BEGIN Dataset excerpts

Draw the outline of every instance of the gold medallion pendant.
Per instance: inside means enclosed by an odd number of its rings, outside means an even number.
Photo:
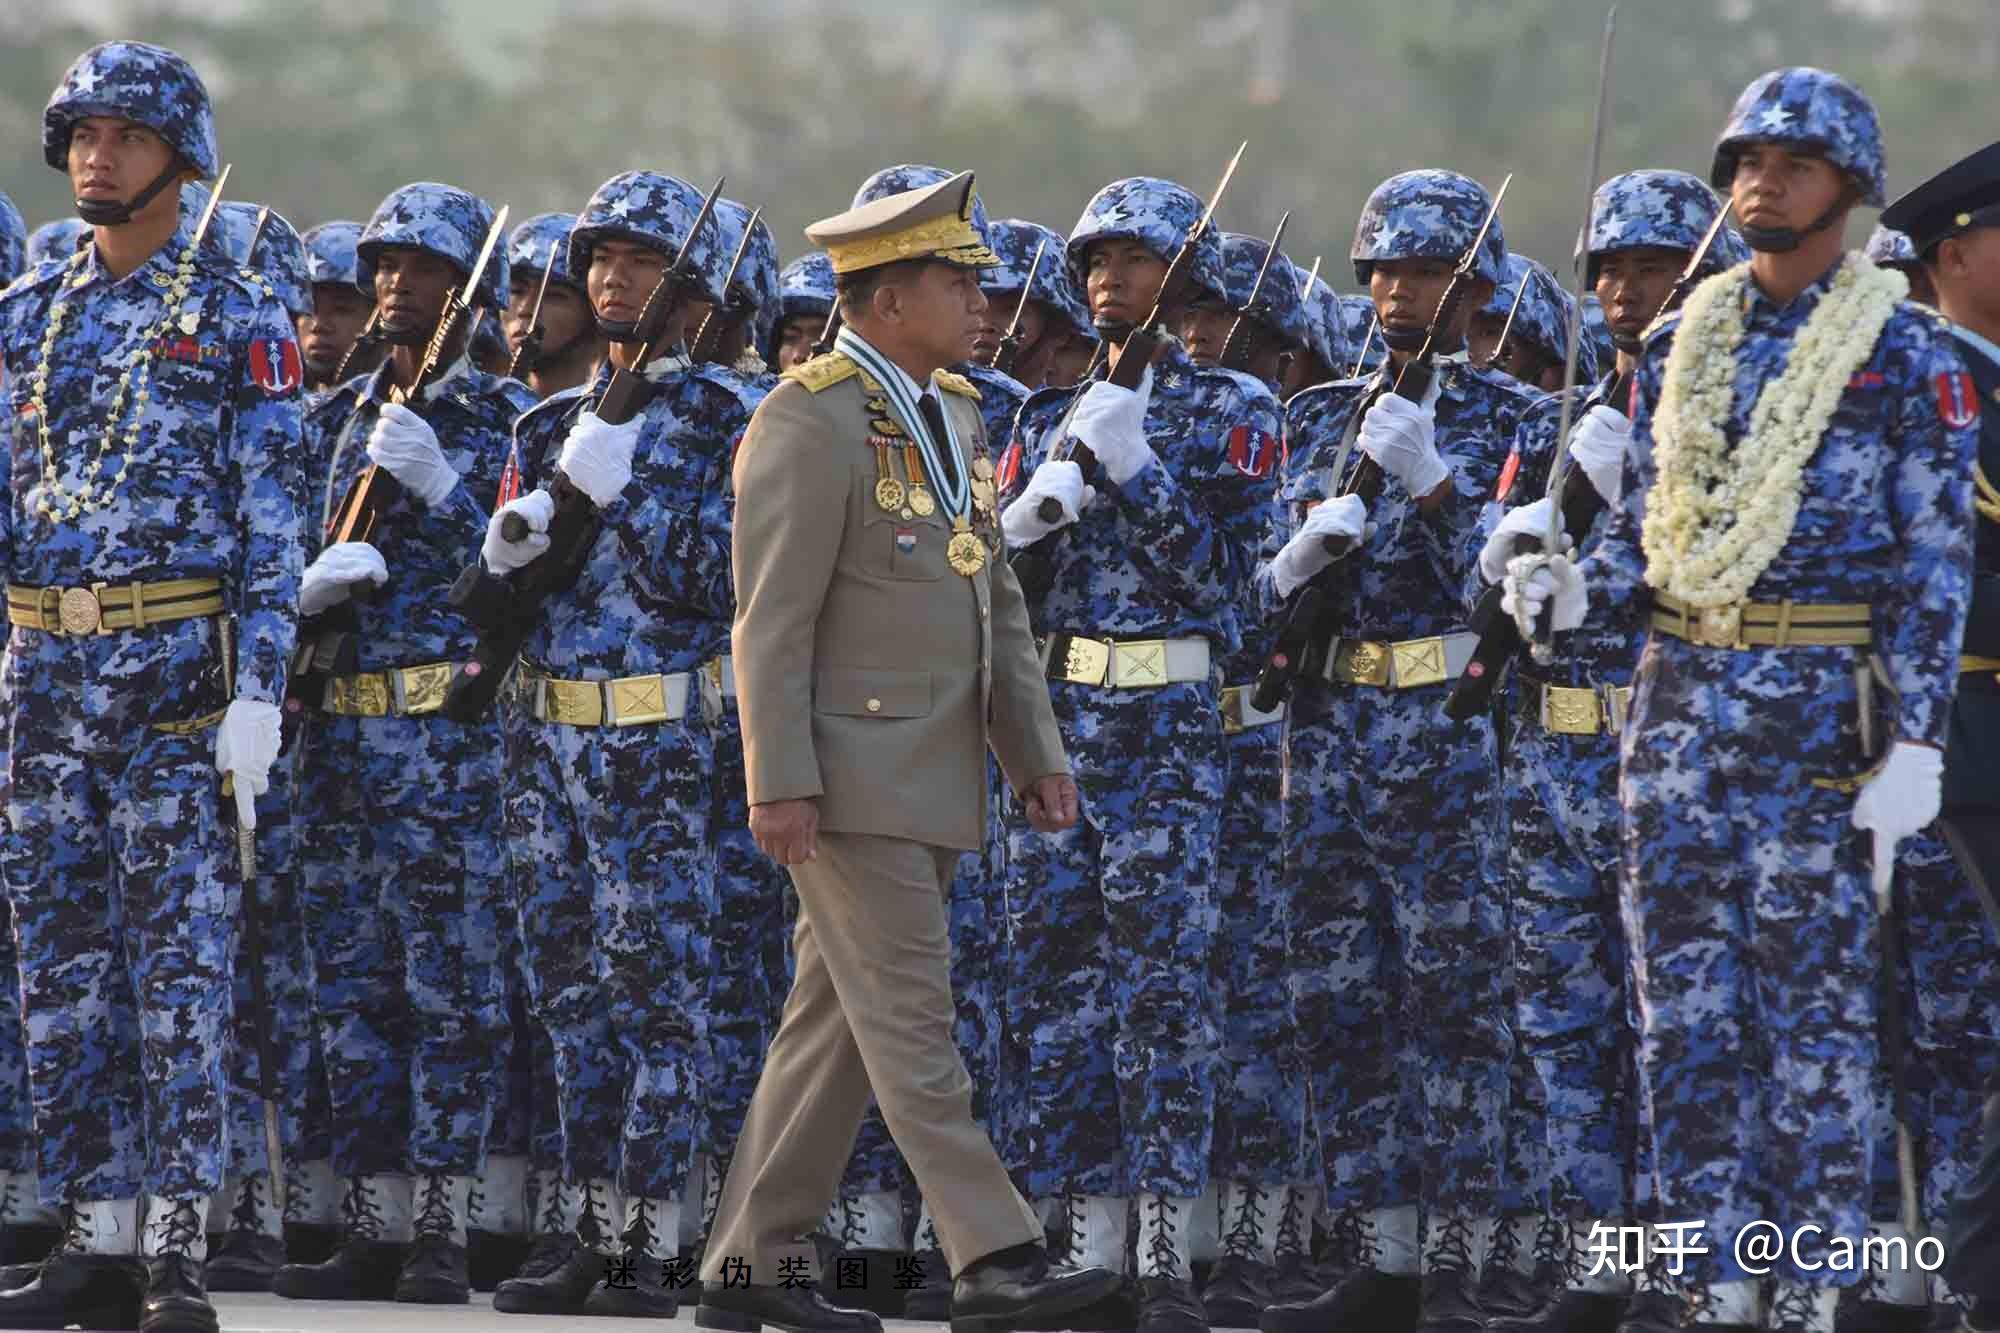
[[[982,514],[993,512],[993,483],[984,478],[973,482],[972,503]]]
[[[961,529],[951,534],[951,541],[944,548],[944,558],[952,569],[971,578],[986,568],[986,543]]]
[[[903,507],[903,483],[894,477],[875,479],[875,503],[890,513]]]
[[[979,478],[981,481],[989,481],[989,482],[992,481],[993,461],[989,459],[985,454],[979,455],[977,458],[972,460],[972,475]]]
[[[937,501],[931,499],[931,493],[923,487],[913,486],[910,488],[910,508],[917,511],[917,517],[929,518],[937,512]]]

END Dataset excerpts

What is the exact wording of the lines from the one bearing "Per instance: inside" through the final line of the records above? Write it out without the pictures.

Per instance: inside means enclosed by an odd number of its rings, outside means an even number.
Photo:
[[[982,514],[993,512],[993,483],[984,478],[973,482],[972,503]]]
[[[961,529],[951,534],[951,541],[944,548],[944,558],[952,569],[971,578],[986,568],[986,543]]]
[[[903,507],[903,483],[894,477],[875,479],[875,503],[890,513]]]
[[[979,478],[981,481],[989,481],[989,482],[992,481],[993,461],[989,459],[985,454],[979,455],[977,458],[972,460],[972,475]]]
[[[937,501],[931,499],[931,493],[923,487],[913,486],[910,488],[910,508],[917,511],[917,517],[929,518],[937,512]]]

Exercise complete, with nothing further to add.